Scan the entries that follow for the word "rock", then report every line in which it appears.

..............................

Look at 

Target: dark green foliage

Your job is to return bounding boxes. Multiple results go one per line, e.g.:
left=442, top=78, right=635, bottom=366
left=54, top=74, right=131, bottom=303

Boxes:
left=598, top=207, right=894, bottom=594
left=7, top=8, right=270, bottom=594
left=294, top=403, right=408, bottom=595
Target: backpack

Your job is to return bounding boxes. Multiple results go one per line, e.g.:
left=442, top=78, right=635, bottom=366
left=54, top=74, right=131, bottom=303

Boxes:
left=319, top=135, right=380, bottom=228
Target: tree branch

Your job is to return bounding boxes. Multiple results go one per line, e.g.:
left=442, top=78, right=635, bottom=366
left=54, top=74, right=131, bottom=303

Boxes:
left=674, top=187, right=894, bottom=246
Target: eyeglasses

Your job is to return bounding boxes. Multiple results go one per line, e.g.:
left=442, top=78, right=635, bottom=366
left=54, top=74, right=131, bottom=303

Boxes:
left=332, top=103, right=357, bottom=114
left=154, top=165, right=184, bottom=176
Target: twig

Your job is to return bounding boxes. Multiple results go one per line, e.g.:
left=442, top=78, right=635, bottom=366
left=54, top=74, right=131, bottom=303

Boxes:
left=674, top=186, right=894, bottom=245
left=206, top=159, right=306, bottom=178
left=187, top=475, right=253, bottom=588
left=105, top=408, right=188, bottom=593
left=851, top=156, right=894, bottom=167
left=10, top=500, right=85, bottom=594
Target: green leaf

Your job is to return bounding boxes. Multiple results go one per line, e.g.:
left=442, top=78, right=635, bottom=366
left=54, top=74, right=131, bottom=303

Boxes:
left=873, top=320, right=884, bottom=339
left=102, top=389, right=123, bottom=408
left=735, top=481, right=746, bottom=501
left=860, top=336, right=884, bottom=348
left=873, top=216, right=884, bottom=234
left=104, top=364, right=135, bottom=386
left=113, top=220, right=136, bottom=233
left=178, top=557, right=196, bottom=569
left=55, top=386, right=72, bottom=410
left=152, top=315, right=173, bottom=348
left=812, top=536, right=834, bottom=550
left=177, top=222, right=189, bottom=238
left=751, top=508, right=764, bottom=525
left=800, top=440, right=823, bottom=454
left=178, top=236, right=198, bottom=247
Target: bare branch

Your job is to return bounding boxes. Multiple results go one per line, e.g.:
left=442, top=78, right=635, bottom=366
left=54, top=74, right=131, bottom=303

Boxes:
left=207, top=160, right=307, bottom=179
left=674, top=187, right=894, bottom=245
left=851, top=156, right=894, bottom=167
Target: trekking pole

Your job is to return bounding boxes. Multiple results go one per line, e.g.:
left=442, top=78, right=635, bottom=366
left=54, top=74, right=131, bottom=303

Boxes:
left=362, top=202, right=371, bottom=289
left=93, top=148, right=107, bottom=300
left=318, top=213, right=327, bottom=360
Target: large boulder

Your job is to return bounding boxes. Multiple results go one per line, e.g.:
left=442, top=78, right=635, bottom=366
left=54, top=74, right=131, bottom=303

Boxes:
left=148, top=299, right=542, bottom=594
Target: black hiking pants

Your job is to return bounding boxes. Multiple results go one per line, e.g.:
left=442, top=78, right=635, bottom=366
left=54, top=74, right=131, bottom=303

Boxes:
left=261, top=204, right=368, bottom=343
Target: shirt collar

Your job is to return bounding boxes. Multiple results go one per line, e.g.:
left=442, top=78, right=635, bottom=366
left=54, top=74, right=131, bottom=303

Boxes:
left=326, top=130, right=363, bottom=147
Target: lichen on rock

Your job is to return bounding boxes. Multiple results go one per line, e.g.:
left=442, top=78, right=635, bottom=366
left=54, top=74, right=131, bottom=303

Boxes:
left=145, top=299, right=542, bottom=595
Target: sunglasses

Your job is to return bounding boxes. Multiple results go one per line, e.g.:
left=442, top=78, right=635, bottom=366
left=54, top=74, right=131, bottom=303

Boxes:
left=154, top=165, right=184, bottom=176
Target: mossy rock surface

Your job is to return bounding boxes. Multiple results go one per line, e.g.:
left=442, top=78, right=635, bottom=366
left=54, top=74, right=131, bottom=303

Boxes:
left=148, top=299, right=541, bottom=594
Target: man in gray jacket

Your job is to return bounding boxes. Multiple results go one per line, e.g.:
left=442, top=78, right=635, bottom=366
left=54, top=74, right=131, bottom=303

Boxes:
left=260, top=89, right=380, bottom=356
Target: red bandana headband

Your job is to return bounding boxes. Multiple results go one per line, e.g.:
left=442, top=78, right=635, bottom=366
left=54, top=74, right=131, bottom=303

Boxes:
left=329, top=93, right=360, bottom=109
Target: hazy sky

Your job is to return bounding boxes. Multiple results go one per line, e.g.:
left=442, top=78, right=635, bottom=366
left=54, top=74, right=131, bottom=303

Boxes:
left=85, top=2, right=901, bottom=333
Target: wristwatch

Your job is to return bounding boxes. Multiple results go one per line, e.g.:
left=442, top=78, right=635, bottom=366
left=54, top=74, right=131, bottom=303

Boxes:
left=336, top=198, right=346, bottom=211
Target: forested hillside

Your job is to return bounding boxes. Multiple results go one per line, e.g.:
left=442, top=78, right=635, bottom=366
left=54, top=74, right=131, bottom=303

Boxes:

..............................

■ Task answer ■
Target: lichen on rock
Target: mossy rock surface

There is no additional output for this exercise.